** Opening Document section block **

Pipeline stages (in order):

  1. Discover — enumerate sources and tables from the configured source adapter.
  2. Governance setup (sequential, per matching catalog/schema):
    • Create catalog (if auto_create_catalogs = true)
    • Apply catalog tags (ALTER CATALOG SET TAGS)
    • Bind workspaces (Unity Catalog bindings API, if governance.isolation configured)
    • Apply catalog-level grants (GRANT ... ON CATALOG)
    • Create schema (if auto_create_schemas = true)
    • Apply schema tags (ALTER SCHEMA SET TAGS)
    • Apply schema-level grants (GRANT ... ON SCHEMA)
  3. Parallel table processing — for each table concurrently (up to execution.concurrency):
    • Drift detection (compare column types between source and target)
    • Copy data (incremental or full refresh SQL)

** Closing Document section block **
** Opening Listed entries block **

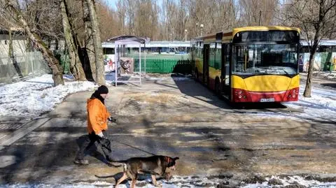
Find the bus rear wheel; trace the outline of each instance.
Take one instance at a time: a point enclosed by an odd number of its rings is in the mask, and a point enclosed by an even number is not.
[[[195,69],[195,73],[194,73],[195,79],[198,81],[198,71],[197,68]]]

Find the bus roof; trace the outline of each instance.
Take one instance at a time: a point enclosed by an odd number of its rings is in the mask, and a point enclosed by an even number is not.
[[[272,30],[280,30],[280,31],[297,31],[300,33],[300,29],[296,27],[284,27],[284,26],[249,26],[244,27],[234,28],[232,29],[232,36],[237,33],[245,31],[272,31]]]
[[[284,26],[248,26],[248,27],[234,28],[232,30],[229,30],[226,31],[218,31],[218,32],[213,33],[211,34],[196,37],[192,41],[204,41],[204,42],[214,41],[216,41],[216,34],[223,33],[222,41],[225,41],[231,40],[237,33],[241,32],[241,31],[272,31],[272,30],[297,31],[298,32],[300,33],[300,29],[296,27],[284,27]]]

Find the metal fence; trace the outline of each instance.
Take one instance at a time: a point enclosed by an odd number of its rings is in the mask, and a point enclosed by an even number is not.
[[[27,77],[50,73],[50,68],[40,52],[0,57],[0,83],[11,83]]]
[[[135,59],[134,72],[139,71],[139,59]],[[141,71],[145,68],[144,58],[141,58]],[[146,73],[191,73],[192,66],[188,59],[146,59]]]

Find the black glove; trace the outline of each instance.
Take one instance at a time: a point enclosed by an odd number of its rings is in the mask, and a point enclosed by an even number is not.
[[[112,116],[108,117],[108,118],[107,118],[107,120],[113,123],[115,123],[115,122],[117,122],[117,119],[113,117]]]

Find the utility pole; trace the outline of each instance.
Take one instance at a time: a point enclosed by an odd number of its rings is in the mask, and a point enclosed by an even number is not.
[[[261,25],[261,23],[262,22],[262,10],[260,10],[260,12],[259,13],[259,26],[260,26],[260,25]]]

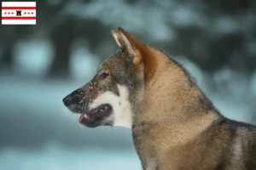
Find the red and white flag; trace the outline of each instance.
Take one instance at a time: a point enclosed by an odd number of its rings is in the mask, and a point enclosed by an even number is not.
[[[35,25],[36,2],[2,2],[2,25]]]

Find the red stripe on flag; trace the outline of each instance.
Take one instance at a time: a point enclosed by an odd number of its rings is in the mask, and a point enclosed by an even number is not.
[[[35,16],[3,16],[2,20],[36,20]]]
[[[2,9],[36,9],[36,7],[2,7]]]

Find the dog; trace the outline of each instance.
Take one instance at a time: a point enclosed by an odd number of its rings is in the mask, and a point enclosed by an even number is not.
[[[119,50],[63,99],[88,128],[131,128],[144,170],[256,169],[256,127],[224,116],[162,51],[119,27]]]

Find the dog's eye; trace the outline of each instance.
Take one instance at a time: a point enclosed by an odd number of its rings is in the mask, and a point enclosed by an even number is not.
[[[103,79],[105,79],[107,76],[109,76],[109,74],[108,74],[108,73],[106,73],[106,72],[103,72],[103,73],[102,73],[100,76],[99,76],[99,79],[100,80],[103,80]]]

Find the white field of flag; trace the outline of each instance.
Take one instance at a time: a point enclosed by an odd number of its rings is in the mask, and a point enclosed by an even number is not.
[[[36,2],[2,2],[2,25],[36,25]]]

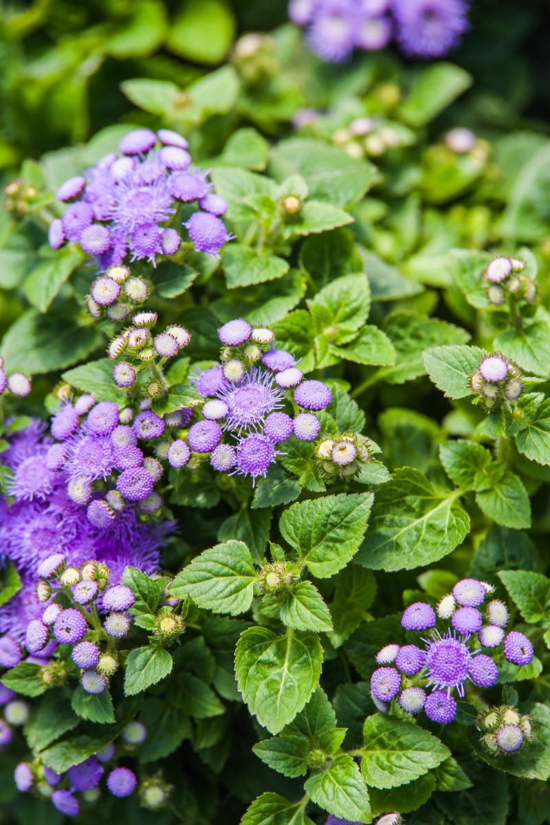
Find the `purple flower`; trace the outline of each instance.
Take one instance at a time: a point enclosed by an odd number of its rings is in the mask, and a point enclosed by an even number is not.
[[[134,129],[120,140],[119,152],[125,155],[144,154],[156,143],[157,135],[150,129]]]
[[[483,616],[475,607],[459,607],[451,616],[451,624],[455,630],[468,636],[477,633],[483,624]]]
[[[252,434],[241,439],[237,446],[237,470],[241,475],[251,475],[252,481],[266,475],[275,460],[273,442],[265,436]]]
[[[470,662],[470,679],[480,687],[491,687],[498,679],[498,667],[491,658],[482,653]]]
[[[49,631],[46,625],[39,619],[33,619],[26,629],[25,646],[30,653],[37,653],[45,647],[49,636]]]
[[[457,714],[457,703],[446,691],[434,691],[426,699],[424,710],[432,722],[448,724]]]
[[[393,0],[393,11],[407,54],[440,57],[468,28],[463,0]]]
[[[228,321],[218,330],[218,337],[226,346],[238,346],[248,341],[252,332],[252,328],[242,318],[237,318],[233,321]]]
[[[370,691],[381,702],[391,702],[400,688],[401,675],[395,667],[378,667],[370,677]]]
[[[225,224],[209,212],[194,212],[183,224],[197,252],[219,257],[219,250],[235,236],[228,233]]]
[[[321,422],[313,412],[299,412],[293,422],[294,435],[300,441],[314,441],[321,430]]]
[[[415,601],[403,611],[401,624],[406,630],[426,630],[435,626],[435,613],[425,601]]]
[[[168,464],[172,467],[185,467],[190,457],[190,450],[185,441],[178,439],[168,447]]]
[[[418,714],[425,705],[425,693],[421,687],[406,687],[397,701],[407,714]]]
[[[79,642],[86,634],[87,624],[80,610],[68,607],[62,610],[54,622],[53,632],[55,639],[61,644],[72,644]]]
[[[129,630],[130,617],[127,613],[110,613],[105,621],[103,626],[105,631],[113,639],[122,639]]]
[[[52,794],[52,802],[58,811],[66,817],[78,817],[80,813],[78,800],[73,796],[70,790],[54,790]]]
[[[15,639],[2,636],[0,639],[0,666],[15,667],[22,658],[21,649]]]
[[[272,412],[264,422],[264,436],[272,441],[285,441],[293,431],[292,418],[286,412]]]
[[[114,796],[129,796],[137,784],[136,776],[129,768],[115,768],[107,778],[107,788]]]
[[[112,401],[100,401],[86,417],[86,431],[92,436],[108,436],[119,422],[119,408]]]
[[[127,610],[134,601],[134,593],[124,584],[109,587],[103,594],[103,606],[107,610]]]
[[[116,479],[116,489],[130,502],[141,502],[150,496],[153,484],[151,474],[143,467],[125,469]]]
[[[164,422],[155,412],[147,410],[136,416],[134,429],[138,438],[160,438],[164,432]]]
[[[75,644],[71,656],[75,665],[82,670],[91,670],[99,662],[99,650],[93,642],[79,642]],[[82,790],[77,788],[77,790]]]
[[[106,676],[104,676],[102,673],[98,673],[97,671],[89,670],[84,671],[82,673],[80,684],[82,686],[82,690],[86,691],[87,693],[91,693],[92,695],[97,696],[100,693],[103,693],[108,685]]]
[[[219,473],[226,473],[237,464],[237,450],[231,444],[219,444],[210,455],[210,464]]]
[[[511,630],[504,640],[504,655],[515,665],[528,665],[534,655],[533,645],[527,636]]]
[[[294,401],[308,410],[322,410],[332,400],[332,393],[322,381],[303,381],[294,392]]]
[[[487,592],[477,578],[463,578],[453,587],[455,601],[463,607],[479,607]]]
[[[67,771],[67,778],[73,790],[90,790],[99,784],[105,768],[101,767],[96,759],[88,757],[79,765],[73,765]]]
[[[222,438],[222,428],[215,421],[199,421],[190,427],[187,440],[195,453],[209,453]]]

** Closing Listed entries block **

### Directions:
1 > Using the list of pipeline stages, decide whether each statement agrees with it. Answer yes or no for each, and quote the words that settle it.
(a) Governance setup runs in parallel across catalogs and schemas.
(b) A catalog is created only when auto_create_catalogs is true.
(c) Drift detection compares column types between source and target.
2 > Write out the list of pipeline stages word for word, from "2. Governance setup" to "auto_create_schemas = true)".

### Solutions:
1 >
(a) No: "Governance setup (sequential, per matching catalog/schema)"
(b) Yes: "Create catalog (if auto_create_catalogs = true)"
(c) Yes: "Drift detection (compare column types between source and target)"

2 >
2. Governance setup (sequential, per matching catalog/schema):
    • Create catalog (if auto_create_catalogs = true)
    • Apply catalog tags (ALTER CATALOG SET TAGS)
    • Bind workspaces (Unity Catalog bindings API, if governance.isolation configured)
    • Apply catalog-level grants (GRANT ... ON CATALOG)
    • Create schema (if auto_create_schemas = true)